In light of tonight’s Tony Awards celebration, airing on CBS, starting at 8/7c, and the many nominations black creatives received this year…
Theatre and documentary buffs can further shed some light on this, but there really isn’t a current (as in produced in the last decade) feature documentary film or TV documentary series that tells the story of black theatre here in the USA, and does so comprehensively.
There certainly are several books written on the subject, but very few films/series. The only one that I’m aware of is a 1978 documentary film titled “Black Theatre: The Making of a Movement,” which, as the film’s distributor California Newsreel describes it, documents the birth of a new theatre out of the Civil Rights activism of the 1950s, 1960s and 1970s, featuring the leading figures, institutions and events of those years that transformed the American stage.
Notables in the film include Amiri Baraka, Ossie Davis, Ruby Dee, James Earl Jones and Ntozake Shange who describe their aspirations for a theatre that served/serves the Black community exclusively. Excerpts of key productions like “A Raisin in the Sun,” “Dutchman” and “For Colored Girls…” reveal how these actors and playwrights laid the basis for the Black theater of the present (the “present” of course being 1978, the year the film was first released; although the same can still be said of black theatre today).
Across the pond, in the UK, we’ve featured at least 2 different projects that have focused on the history of black theatre in Britain. There was the film produced by Nu Century Arts in partnership with the Octavia Foundation titled “Margins to Mainstream: The Story of Black Theatre in Britain,” a groundbreaking film that builds on previous theatre heritage projects delivered by Nu Century Arts, that explores the history and heritage of black theatre in Britain.
Historians, playwrights, producers and actors that contributed and appear in the film include Courttia Newland, Javone Prince, Kwame Kwei-Armah, and Pat Cumper.
The film premiered in May 2012 in London, and was screened at venues throughout London and Birmingham. It doesn’t appear to have traveled far beyond the UK, and isn’t available for purchase either.

____________________

Reproduce word for word the part of the post about black theatre documentaries that opens with the words containing "There certainly are" and closes with "the American stage.".

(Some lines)

____________________

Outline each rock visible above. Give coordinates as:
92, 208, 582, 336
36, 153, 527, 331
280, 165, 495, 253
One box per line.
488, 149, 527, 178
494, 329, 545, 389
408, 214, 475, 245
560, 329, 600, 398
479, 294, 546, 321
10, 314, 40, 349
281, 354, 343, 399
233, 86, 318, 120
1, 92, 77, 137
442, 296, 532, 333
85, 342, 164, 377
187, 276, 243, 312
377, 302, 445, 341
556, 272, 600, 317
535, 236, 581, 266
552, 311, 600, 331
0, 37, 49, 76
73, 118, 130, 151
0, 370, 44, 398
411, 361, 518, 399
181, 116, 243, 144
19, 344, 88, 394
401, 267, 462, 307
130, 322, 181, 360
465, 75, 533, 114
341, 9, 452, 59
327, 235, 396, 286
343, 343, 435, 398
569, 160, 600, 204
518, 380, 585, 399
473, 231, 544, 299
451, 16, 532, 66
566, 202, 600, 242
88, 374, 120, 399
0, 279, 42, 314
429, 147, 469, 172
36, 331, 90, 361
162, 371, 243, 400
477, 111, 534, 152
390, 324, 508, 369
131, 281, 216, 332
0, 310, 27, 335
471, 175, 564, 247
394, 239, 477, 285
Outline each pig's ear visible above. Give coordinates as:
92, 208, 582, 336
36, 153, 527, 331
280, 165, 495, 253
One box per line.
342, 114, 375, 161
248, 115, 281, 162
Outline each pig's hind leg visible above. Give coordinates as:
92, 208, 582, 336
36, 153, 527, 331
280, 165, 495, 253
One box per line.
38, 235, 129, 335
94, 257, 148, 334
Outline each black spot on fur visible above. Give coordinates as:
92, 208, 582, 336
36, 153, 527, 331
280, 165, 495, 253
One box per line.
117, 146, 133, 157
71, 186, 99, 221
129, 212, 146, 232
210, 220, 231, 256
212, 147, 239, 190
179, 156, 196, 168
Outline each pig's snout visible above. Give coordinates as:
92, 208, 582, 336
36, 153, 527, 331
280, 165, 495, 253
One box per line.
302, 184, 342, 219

____________________

The reply:
There certainly are several books written on the subject, but very few films/series. The only one that I’m aware of is a 1978 documentary film titled “Black Theatre: The Making of a Movement,” which, as the film’s distributor California Newsreel describes it, documents the birth of a new theatre out of the Civil Rights activism of the 1950s, 1960s and 1970s, featuring the leading figures, institutions and events of those years that transformed the American stage.